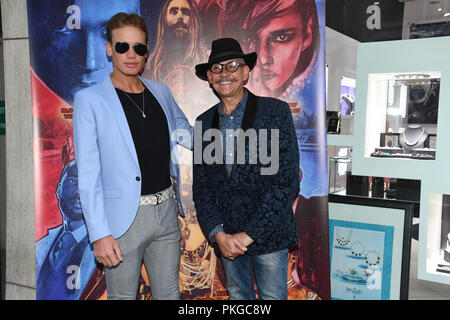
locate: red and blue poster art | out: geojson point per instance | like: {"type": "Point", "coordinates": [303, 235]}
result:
{"type": "Point", "coordinates": [67, 52]}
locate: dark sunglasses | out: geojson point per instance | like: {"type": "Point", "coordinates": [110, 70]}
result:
{"type": "Point", "coordinates": [139, 48]}
{"type": "Point", "coordinates": [231, 67]}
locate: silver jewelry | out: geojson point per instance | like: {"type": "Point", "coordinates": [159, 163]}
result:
{"type": "Point", "coordinates": [343, 241]}
{"type": "Point", "coordinates": [417, 140]}
{"type": "Point", "coordinates": [143, 103]}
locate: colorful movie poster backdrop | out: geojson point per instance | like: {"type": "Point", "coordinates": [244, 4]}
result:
{"type": "Point", "coordinates": [67, 52]}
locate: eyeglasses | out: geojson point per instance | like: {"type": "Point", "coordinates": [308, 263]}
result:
{"type": "Point", "coordinates": [231, 66]}
{"type": "Point", "coordinates": [139, 48]}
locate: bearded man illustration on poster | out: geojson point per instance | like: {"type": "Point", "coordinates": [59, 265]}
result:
{"type": "Point", "coordinates": [67, 46]}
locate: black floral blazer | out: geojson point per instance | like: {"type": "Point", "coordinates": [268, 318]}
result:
{"type": "Point", "coordinates": [246, 200]}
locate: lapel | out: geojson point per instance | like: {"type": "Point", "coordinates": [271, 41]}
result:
{"type": "Point", "coordinates": [248, 121]}
{"type": "Point", "coordinates": [114, 104]}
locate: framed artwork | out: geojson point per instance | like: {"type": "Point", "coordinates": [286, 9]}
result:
{"type": "Point", "coordinates": [389, 140]}
{"type": "Point", "coordinates": [370, 243]}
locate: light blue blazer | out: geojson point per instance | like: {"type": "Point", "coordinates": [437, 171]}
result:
{"type": "Point", "coordinates": [109, 177]}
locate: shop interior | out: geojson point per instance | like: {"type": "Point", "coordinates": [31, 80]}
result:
{"type": "Point", "coordinates": [385, 110]}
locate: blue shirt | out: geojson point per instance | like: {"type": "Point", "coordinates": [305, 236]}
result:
{"type": "Point", "coordinates": [228, 124]}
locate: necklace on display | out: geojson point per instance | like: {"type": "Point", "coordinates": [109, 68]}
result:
{"type": "Point", "coordinates": [143, 103]}
{"type": "Point", "coordinates": [415, 142]}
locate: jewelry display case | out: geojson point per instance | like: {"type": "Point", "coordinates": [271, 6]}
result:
{"type": "Point", "coordinates": [409, 132]}
{"type": "Point", "coordinates": [411, 108]}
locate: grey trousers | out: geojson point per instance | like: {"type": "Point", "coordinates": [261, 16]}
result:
{"type": "Point", "coordinates": [154, 238]}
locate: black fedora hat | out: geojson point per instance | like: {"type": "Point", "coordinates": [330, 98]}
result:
{"type": "Point", "coordinates": [224, 49]}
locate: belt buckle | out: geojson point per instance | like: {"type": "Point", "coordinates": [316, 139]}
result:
{"type": "Point", "coordinates": [158, 198]}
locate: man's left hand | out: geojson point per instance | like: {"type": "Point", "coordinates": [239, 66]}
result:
{"type": "Point", "coordinates": [243, 238]}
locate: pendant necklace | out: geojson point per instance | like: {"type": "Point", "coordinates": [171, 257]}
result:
{"type": "Point", "coordinates": [143, 103]}
{"type": "Point", "coordinates": [417, 140]}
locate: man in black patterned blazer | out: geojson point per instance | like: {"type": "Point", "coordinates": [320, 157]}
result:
{"type": "Point", "coordinates": [246, 164]}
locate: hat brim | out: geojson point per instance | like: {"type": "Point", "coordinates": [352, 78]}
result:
{"type": "Point", "coordinates": [201, 69]}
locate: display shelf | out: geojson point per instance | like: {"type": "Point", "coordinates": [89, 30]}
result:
{"type": "Point", "coordinates": [377, 62]}
{"type": "Point", "coordinates": [340, 140]}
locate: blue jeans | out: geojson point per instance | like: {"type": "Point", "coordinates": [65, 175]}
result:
{"type": "Point", "coordinates": [270, 273]}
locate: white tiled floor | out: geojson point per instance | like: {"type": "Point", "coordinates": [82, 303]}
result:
{"type": "Point", "coordinates": [421, 289]}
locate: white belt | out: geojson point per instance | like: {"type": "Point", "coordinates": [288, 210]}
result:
{"type": "Point", "coordinates": [157, 198]}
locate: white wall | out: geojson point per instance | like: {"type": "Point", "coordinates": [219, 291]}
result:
{"type": "Point", "coordinates": [341, 62]}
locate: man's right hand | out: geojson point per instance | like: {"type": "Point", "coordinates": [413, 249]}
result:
{"type": "Point", "coordinates": [230, 247]}
{"type": "Point", "coordinates": [107, 251]}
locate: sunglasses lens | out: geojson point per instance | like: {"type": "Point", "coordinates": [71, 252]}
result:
{"type": "Point", "coordinates": [232, 66]}
{"type": "Point", "coordinates": [122, 47]}
{"type": "Point", "coordinates": [140, 49]}
{"type": "Point", "coordinates": [216, 68]}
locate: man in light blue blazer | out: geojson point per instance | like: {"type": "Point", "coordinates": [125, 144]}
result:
{"type": "Point", "coordinates": [126, 131]}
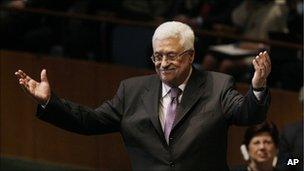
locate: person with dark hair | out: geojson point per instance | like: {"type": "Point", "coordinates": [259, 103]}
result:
{"type": "Point", "coordinates": [260, 147]}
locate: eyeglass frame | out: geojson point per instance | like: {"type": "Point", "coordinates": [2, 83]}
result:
{"type": "Point", "coordinates": [171, 59]}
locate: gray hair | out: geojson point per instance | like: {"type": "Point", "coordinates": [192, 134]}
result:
{"type": "Point", "coordinates": [175, 29]}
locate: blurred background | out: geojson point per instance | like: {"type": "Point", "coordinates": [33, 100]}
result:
{"type": "Point", "coordinates": [88, 46]}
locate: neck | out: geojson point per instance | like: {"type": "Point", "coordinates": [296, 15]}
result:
{"type": "Point", "coordinates": [266, 166]}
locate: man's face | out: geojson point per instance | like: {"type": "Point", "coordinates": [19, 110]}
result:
{"type": "Point", "coordinates": [172, 72]}
{"type": "Point", "coordinates": [262, 148]}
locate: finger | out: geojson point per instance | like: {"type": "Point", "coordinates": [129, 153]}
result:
{"type": "Point", "coordinates": [256, 65]}
{"type": "Point", "coordinates": [265, 63]}
{"type": "Point", "coordinates": [23, 75]}
{"type": "Point", "coordinates": [43, 76]}
{"type": "Point", "coordinates": [18, 74]}
{"type": "Point", "coordinates": [268, 62]}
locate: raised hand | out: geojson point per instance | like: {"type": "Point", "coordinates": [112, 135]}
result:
{"type": "Point", "coordinates": [262, 67]}
{"type": "Point", "coordinates": [39, 91]}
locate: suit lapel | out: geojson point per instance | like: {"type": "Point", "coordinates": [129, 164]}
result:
{"type": "Point", "coordinates": [192, 93]}
{"type": "Point", "coordinates": [151, 102]}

- Exercise -
Please repeat the data above exactly as it appears, pictures excluded.

- Expected answer -
locate: red and blue poster art | out: geojson point per instance | like: {"type": "Point", "coordinates": [303, 235]}
result:
{"type": "Point", "coordinates": [67, 52]}
locate: dark sunglasses | out: geojson point per instance | like: {"type": "Point", "coordinates": [110, 70]}
result:
{"type": "Point", "coordinates": [139, 48]}
{"type": "Point", "coordinates": [231, 67]}
locate: silver jewelry | out: geojson point per instance | like: {"type": "Point", "coordinates": [159, 163]}
result:
{"type": "Point", "coordinates": [343, 241]}
{"type": "Point", "coordinates": [417, 140]}
{"type": "Point", "coordinates": [143, 103]}
locate: colorful movie poster backdrop | out: geojson point per instance | like: {"type": "Point", "coordinates": [244, 4]}
result:
{"type": "Point", "coordinates": [67, 52]}
locate: eyeglasses | out: geojson point per instance | like: {"type": "Point", "coordinates": [308, 263]}
result:
{"type": "Point", "coordinates": [231, 66]}
{"type": "Point", "coordinates": [139, 48]}
locate: bearded man illustration on poster | out: geojson point per instance | like: {"type": "Point", "coordinates": [59, 265]}
result:
{"type": "Point", "coordinates": [67, 46]}
locate: black floral blazer | out: geojson point per instance | like: {"type": "Point", "coordinates": [268, 318]}
result:
{"type": "Point", "coordinates": [246, 200]}
locate: lapel | out: geojson point per instance | like: {"type": "Point", "coordinates": [271, 41]}
result:
{"type": "Point", "coordinates": [248, 121]}
{"type": "Point", "coordinates": [114, 104]}
locate: framed artwork | out: geojson point per instance | like: {"type": "Point", "coordinates": [286, 9]}
result:
{"type": "Point", "coordinates": [389, 140]}
{"type": "Point", "coordinates": [370, 243]}
locate: light blue blazer | out: geojson point per instance | like: {"type": "Point", "coordinates": [437, 171]}
result:
{"type": "Point", "coordinates": [109, 177]}
locate: shop interior | out: geojson point per instance | like: {"type": "Point", "coordinates": [31, 80]}
result:
{"type": "Point", "coordinates": [385, 110]}
locate: blue shirt | out: geojson point per instance | like: {"type": "Point", "coordinates": [305, 236]}
result:
{"type": "Point", "coordinates": [228, 124]}
locate: necklace on display | out: geojson point per instance | like: {"type": "Point", "coordinates": [109, 68]}
result:
{"type": "Point", "coordinates": [143, 103]}
{"type": "Point", "coordinates": [415, 142]}
locate: jewelry display case | out: geojson point per instance | like: {"type": "Point", "coordinates": [271, 6]}
result:
{"type": "Point", "coordinates": [409, 132]}
{"type": "Point", "coordinates": [411, 108]}
locate: grey trousers | out: geojson point per instance | like: {"type": "Point", "coordinates": [261, 16]}
result:
{"type": "Point", "coordinates": [154, 238]}
locate: black fedora hat | out: geojson point per instance | like: {"type": "Point", "coordinates": [330, 98]}
result:
{"type": "Point", "coordinates": [224, 49]}
locate: belt buckle | out: geojson point per instance | like: {"type": "Point", "coordinates": [316, 139]}
result:
{"type": "Point", "coordinates": [158, 198]}
locate: man's left hand | out: geojson point per instance | like: {"type": "Point", "coordinates": [239, 66]}
result:
{"type": "Point", "coordinates": [243, 238]}
locate: pendant necklace | out: geojson point per instance | like: {"type": "Point", "coordinates": [171, 257]}
result:
{"type": "Point", "coordinates": [143, 103]}
{"type": "Point", "coordinates": [417, 140]}
locate: man in black patterned blazer | out: geojson point per instance | like: {"type": "Point", "coordinates": [320, 157]}
result:
{"type": "Point", "coordinates": [246, 164]}
locate: hat brim | out: geojson point per instance | like: {"type": "Point", "coordinates": [352, 78]}
result:
{"type": "Point", "coordinates": [201, 69]}
locate: display shelf | out: geojson point per instance | like: {"type": "Point", "coordinates": [89, 30]}
result:
{"type": "Point", "coordinates": [377, 62]}
{"type": "Point", "coordinates": [340, 140]}
locate: blue jeans | out: geojson point per instance | like: {"type": "Point", "coordinates": [65, 175]}
result:
{"type": "Point", "coordinates": [270, 273]}
locate: white tiled floor | out: geojson point per instance | like: {"type": "Point", "coordinates": [82, 303]}
result:
{"type": "Point", "coordinates": [421, 289]}
locate: white belt | out: geojson point per instance | like: {"type": "Point", "coordinates": [288, 210]}
result:
{"type": "Point", "coordinates": [157, 198]}
locate: white wall | out: geojson point per instance | like: {"type": "Point", "coordinates": [219, 291]}
result:
{"type": "Point", "coordinates": [341, 62]}
locate: man's right hand | out: geojson point per instance | like: {"type": "Point", "coordinates": [413, 249]}
result:
{"type": "Point", "coordinates": [230, 247]}
{"type": "Point", "coordinates": [107, 251]}
locate: sunglasses lens | out: geojson point per instance | like: {"type": "Point", "coordinates": [71, 252]}
result:
{"type": "Point", "coordinates": [232, 66]}
{"type": "Point", "coordinates": [122, 47]}
{"type": "Point", "coordinates": [140, 49]}
{"type": "Point", "coordinates": [216, 68]}
locate: man in light blue blazer | out: geojson point per instance | like: {"type": "Point", "coordinates": [125, 144]}
result:
{"type": "Point", "coordinates": [126, 131]}
locate: person with dark hair | out: geojson point per instance | like: {"type": "Point", "coordinates": [259, 103]}
result:
{"type": "Point", "coordinates": [260, 147]}
locate: eyeglass frame | out: geojson point per instance | like: {"type": "Point", "coordinates": [2, 83]}
result:
{"type": "Point", "coordinates": [171, 59]}
locate: gray hair | out: geojson point per instance | like: {"type": "Point", "coordinates": [192, 134]}
result:
{"type": "Point", "coordinates": [175, 29]}
locate: blurred background | out: geojson point per instance | like: {"type": "Point", "coordinates": [33, 100]}
result:
{"type": "Point", "coordinates": [88, 46]}
locate: neck | out: geojson point per instance | like: {"type": "Point", "coordinates": [296, 15]}
result:
{"type": "Point", "coordinates": [266, 166]}
locate: man's face | out: geojson point per instance | like: {"type": "Point", "coordinates": [19, 110]}
result:
{"type": "Point", "coordinates": [172, 72]}
{"type": "Point", "coordinates": [262, 148]}
locate: finger | out: geojson point per instance | like: {"type": "Point", "coordinates": [129, 153]}
result:
{"type": "Point", "coordinates": [256, 65]}
{"type": "Point", "coordinates": [265, 63]}
{"type": "Point", "coordinates": [23, 75]}
{"type": "Point", "coordinates": [43, 76]}
{"type": "Point", "coordinates": [18, 74]}
{"type": "Point", "coordinates": [268, 62]}
locate: raised hand | out: geojson point per instance | like: {"type": "Point", "coordinates": [112, 135]}
result:
{"type": "Point", "coordinates": [262, 67]}
{"type": "Point", "coordinates": [39, 91]}
locate: suit lapel | out: geojson point per instance | like: {"type": "Point", "coordinates": [129, 164]}
result:
{"type": "Point", "coordinates": [192, 93]}
{"type": "Point", "coordinates": [151, 102]}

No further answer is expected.